We will likely see increased demands for transparency across the stack,
from infrastructure to key applications. Standards, both protocols/formats
to get that data and even well-defined metrics, are extremely helpful there
- and mostly lacking. The IETF LMAP effort is one outcome, albeit not
exactly the most successful one.

The second common thread is portability, i.e., the ease of moving from one
service to another. Email is a classical negative example - it's easy, in
many countries, to move your phone service to another carrier, while still
retaining the same phone number. (This usually required a decade+ of
regulatory fights against the incumbents, so it's easy only in hindsight.)
One of the reasons for email dominance is the fly trap effect - once you
have signed up for a gmail or AOL address, switching becomes extremely
painful. It's not just that you have to get all your friends to switch, but
you also have to update the user ID for many services, as you otherwise
likely lose your ability to recover passwords. This was a fundamental
design flaw in email - not unreasonable during a period of time when email
addresses were generally institutional or corporate, but
concentration-promoting for consumers. There's a lesson here.

========================================================================

Written problem A |
Write out the part of the excerpted passage on transparency and portability word for word, starting at "We will likely" and ending at "most successful one.".
The excerpted passage and the records that follow it were taken from unrelated sources.

Records |
========================================================================

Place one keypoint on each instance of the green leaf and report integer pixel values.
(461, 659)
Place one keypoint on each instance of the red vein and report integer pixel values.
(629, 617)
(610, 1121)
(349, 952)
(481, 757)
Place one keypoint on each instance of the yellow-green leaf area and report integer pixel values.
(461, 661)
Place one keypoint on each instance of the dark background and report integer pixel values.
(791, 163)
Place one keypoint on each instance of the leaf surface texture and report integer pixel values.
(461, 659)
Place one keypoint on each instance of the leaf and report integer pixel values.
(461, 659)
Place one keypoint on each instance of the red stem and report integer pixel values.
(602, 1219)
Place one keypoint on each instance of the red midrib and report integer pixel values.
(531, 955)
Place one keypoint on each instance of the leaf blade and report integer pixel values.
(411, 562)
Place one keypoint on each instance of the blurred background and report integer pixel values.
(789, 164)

========================================================================

Written problem B |
Could you reproduce the records, starting at the first one and ending with the line that contains "(602, 1219)", replacing "keypoint" with "marker" throughout and leaving everything else unchanged?

Exercise output A |
We will likely see increased demands for transparency across the stack,
from infrastructure to key applications. Standards, both protocols/formats
to get that data and even well-defined metrics, are extremely helpful there
- and mostly lacking. The IETF LMAP effort is one outcome, albeit not
exactly the most successful one.

Exercise output B |
Place one marker on each instance of the green leaf and report integer pixel values.
(461, 659)
Place one marker on each instance of the red vein and report integer pixel values.
(629, 617)
(610, 1121)
(349, 952)
(481, 757)
Place one marker on each instance of the yellow-green leaf area and report integer pixel values.
(461, 661)
Place one marker on each instance of the dark background and report integer pixel values.
(791, 163)
Place one marker on each instance of the leaf surface texture and report integer pixel values.
(461, 659)
Place one marker on each instance of the leaf and report integer pixel values.
(461, 659)
Place one marker on each instance of the red stem and report integer pixel values.
(602, 1219)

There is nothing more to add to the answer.